Work request :: Write the listing out again exactly as it stands, with no images.

····················

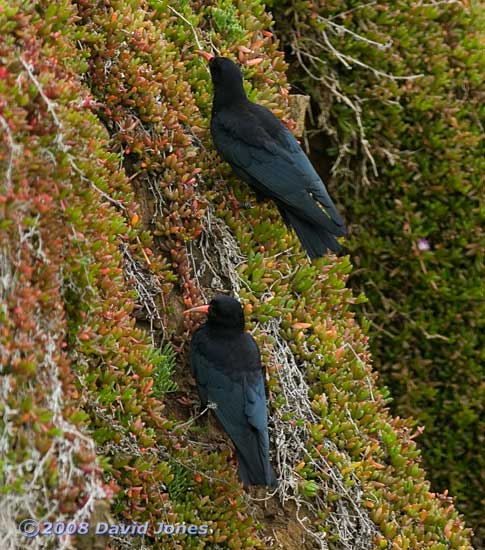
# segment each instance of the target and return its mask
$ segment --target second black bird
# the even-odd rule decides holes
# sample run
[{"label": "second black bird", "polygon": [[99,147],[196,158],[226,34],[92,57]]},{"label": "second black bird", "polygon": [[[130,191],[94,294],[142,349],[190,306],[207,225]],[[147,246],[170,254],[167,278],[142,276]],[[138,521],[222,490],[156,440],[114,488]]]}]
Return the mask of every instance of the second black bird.
[{"label": "second black bird", "polygon": [[239,67],[225,57],[209,61],[216,149],[258,198],[271,198],[310,258],[339,252],[345,224],[324,183],[293,134],[273,113],[249,101]]},{"label": "second black bird", "polygon": [[190,343],[190,364],[202,405],[215,404],[214,414],[236,447],[244,486],[274,487],[261,359],[254,338],[244,331],[241,304],[219,295],[210,305],[186,313],[194,311],[208,314]]}]

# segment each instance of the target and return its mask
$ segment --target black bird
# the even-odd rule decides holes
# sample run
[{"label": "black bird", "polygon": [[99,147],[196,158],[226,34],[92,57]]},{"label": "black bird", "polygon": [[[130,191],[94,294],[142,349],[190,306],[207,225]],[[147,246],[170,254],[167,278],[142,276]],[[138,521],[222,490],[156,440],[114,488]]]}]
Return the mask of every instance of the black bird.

····················

Answer section ::
# segment each instance of the target and return its mask
$ segment --target second black bird
# the even-odd rule decides holes
# sample run
[{"label": "second black bird", "polygon": [[99,147],[196,158],[226,34],[92,57]]},{"label": "second black bird", "polygon": [[[130,191],[94,294],[142,349],[190,306],[207,225]],[[147,246],[170,254],[167,278],[142,276]],[[138,521],[222,490],[156,440],[114,488]]]}]
Return the mask of every instance of the second black bird.
[{"label": "second black bird", "polygon": [[239,67],[225,57],[209,61],[216,149],[258,198],[271,198],[310,258],[339,252],[345,224],[324,183],[293,134],[273,113],[249,101]]},{"label": "second black bird", "polygon": [[190,343],[190,364],[202,405],[215,404],[214,414],[236,447],[244,486],[274,487],[261,359],[254,338],[244,331],[241,304],[219,295],[210,305],[186,313],[194,311],[208,314]]}]

# segment each instance of the target and return its mask
$ segment --target black bird
# the even-odd rule decides holes
# sample run
[{"label": "black bird", "polygon": [[99,147],[196,158],[226,34],[92,57]]},{"label": "black bird", "polygon": [[[130,191],[94,294],[142,349],[190,306],[207,225]],[[147,246],[170,254],[167,278],[142,276]],[[138,521],[222,490],[156,440],[114,488]]]}]
Return the mask of every instance of the black bird.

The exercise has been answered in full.